[Items stored from a collection]

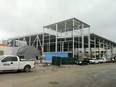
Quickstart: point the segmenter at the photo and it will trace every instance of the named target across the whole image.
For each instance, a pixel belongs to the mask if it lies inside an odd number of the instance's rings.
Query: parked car
[[[77,61],[75,61],[78,65],[88,65],[89,64],[89,58],[79,58]]]
[[[102,58],[98,59],[98,63],[103,63],[104,60]]]
[[[98,64],[99,62],[96,58],[92,58],[92,59],[89,60],[89,63],[90,64]]]
[[[32,68],[35,68],[34,61],[26,61],[24,59],[21,61],[18,56],[14,55],[0,56],[0,71],[24,70],[25,72],[29,72]]]

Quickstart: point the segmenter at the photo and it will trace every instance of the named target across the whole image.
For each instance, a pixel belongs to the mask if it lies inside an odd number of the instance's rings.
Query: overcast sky
[[[116,42],[116,0],[0,0],[0,39],[40,33],[73,17]]]

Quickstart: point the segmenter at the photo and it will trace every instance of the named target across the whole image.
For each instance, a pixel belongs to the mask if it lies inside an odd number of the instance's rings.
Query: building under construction
[[[90,33],[90,25],[76,18],[71,18],[43,27],[43,33],[10,38],[11,46],[20,46],[18,41],[25,41],[27,45],[34,46],[42,53],[68,52],[73,57],[106,56],[111,58],[116,43],[104,37]]]

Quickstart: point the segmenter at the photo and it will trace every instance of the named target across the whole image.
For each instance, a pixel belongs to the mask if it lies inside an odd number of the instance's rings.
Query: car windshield
[[[0,60],[1,60],[3,57],[4,57],[4,56],[3,56],[3,55],[1,55],[1,56],[0,56]]]

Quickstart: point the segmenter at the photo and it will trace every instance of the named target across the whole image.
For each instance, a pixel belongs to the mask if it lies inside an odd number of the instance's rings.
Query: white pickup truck
[[[25,72],[29,72],[32,68],[35,68],[34,61],[21,61],[18,56],[14,55],[0,56],[0,71],[24,70]]]

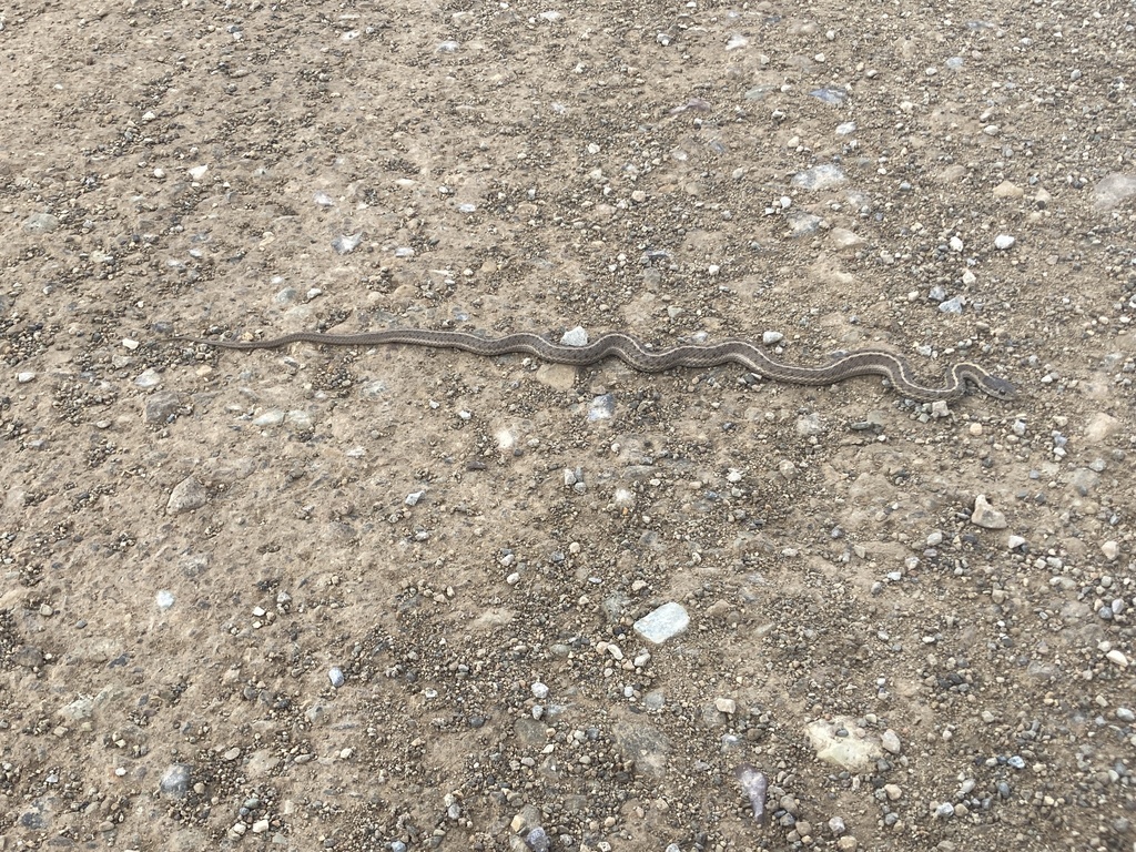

• _Given instruction_: Format every line of the records above as a numbered list, omitting the blank lines. Leave the pictures out of the answer.

• _Written response_:
1. Quickstart: point the segmenter at the photo and it will trace every instance of the named target across the whole image.
2. For each instance, a pixel belongs to the mask if it lies inside an odd number of the instance's rings.
3. Query: parked car
4. [[[77,61],[75,61],[78,65],[88,65],[89,64],[89,58],[79,58]]]
5. [[[102,58],[98,59],[98,63],[103,63],[104,60]]]
6. [[[98,64],[99,62],[96,58],[92,58],[92,59],[89,60],[89,63],[90,64]]]
7. [[[32,68],[35,68],[34,61],[26,61],[24,59],[21,61],[18,56],[14,55],[0,56],[0,71],[24,70],[25,72],[29,72]]]
8. Quickstart: point the segmenter at the photo and it will trace every instance of the named target across the whole image.
9. For each instance, a pixel belongs to the mask if it lies inside an odd number of the instance's rings.
10. Query: overcast sky
11. [[[116,42],[116,0],[0,0],[0,39],[40,33],[73,17]]]
12. Quickstart: point the segmenter at the photo and it will trace every instance of the named target across the whole image.
13. For each instance, a pixel belongs to the mask if it lies inside an odd number of the instance's rings.
14. Query: building under construction
15. [[[90,33],[90,25],[76,18],[71,18],[43,27],[43,33],[10,38],[11,46],[20,46],[18,41],[25,41],[27,45],[34,46],[42,53],[68,52],[73,57],[106,56],[111,58],[116,43],[104,37]]]
16. Quickstart: point the segmenter at the photo and it will trace every instance of the named target across the whole image.
17. For each instance, a pixel belongs to the mask if it lies inside an odd number of the instance's rings.
18. Query: car windshield
19. [[[0,60],[1,60],[3,57],[4,57],[4,56],[3,56],[3,55],[1,55],[1,56],[0,56]]]
20. Quickstart: point the segmenter at the photo and it will trace every instance of the named target across the whole image.
21. For each instance, a pixel belongs to the mask if it lies inside an odd number of the instance's rings.
22. Query: white pickup truck
23. [[[25,72],[29,72],[32,68],[35,68],[34,61],[21,61],[18,56],[14,55],[0,56],[0,71],[24,70]]]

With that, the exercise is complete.